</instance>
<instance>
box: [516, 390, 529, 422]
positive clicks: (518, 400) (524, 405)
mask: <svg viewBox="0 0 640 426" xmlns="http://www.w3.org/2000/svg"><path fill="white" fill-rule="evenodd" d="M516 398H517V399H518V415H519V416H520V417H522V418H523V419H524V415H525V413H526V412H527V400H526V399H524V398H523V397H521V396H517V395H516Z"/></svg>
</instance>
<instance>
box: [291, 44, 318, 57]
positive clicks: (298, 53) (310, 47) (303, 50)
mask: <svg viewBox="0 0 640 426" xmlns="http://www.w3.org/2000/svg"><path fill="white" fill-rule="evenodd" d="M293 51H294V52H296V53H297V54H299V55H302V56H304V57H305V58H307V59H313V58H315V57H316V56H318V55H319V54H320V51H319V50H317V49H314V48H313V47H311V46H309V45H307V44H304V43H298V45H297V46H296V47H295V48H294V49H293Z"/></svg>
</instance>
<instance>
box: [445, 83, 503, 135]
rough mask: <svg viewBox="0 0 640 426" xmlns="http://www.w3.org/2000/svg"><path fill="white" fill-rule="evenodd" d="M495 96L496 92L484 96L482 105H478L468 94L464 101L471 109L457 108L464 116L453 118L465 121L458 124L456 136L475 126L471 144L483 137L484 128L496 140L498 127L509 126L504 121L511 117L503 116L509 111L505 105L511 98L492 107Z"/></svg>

= = = = =

ASSIGNMENT
Please count the lines above that contain the string "viewBox", treating uppercase and lowercase as different, and reply with the number alone.

COMPLETED EXERCISE
3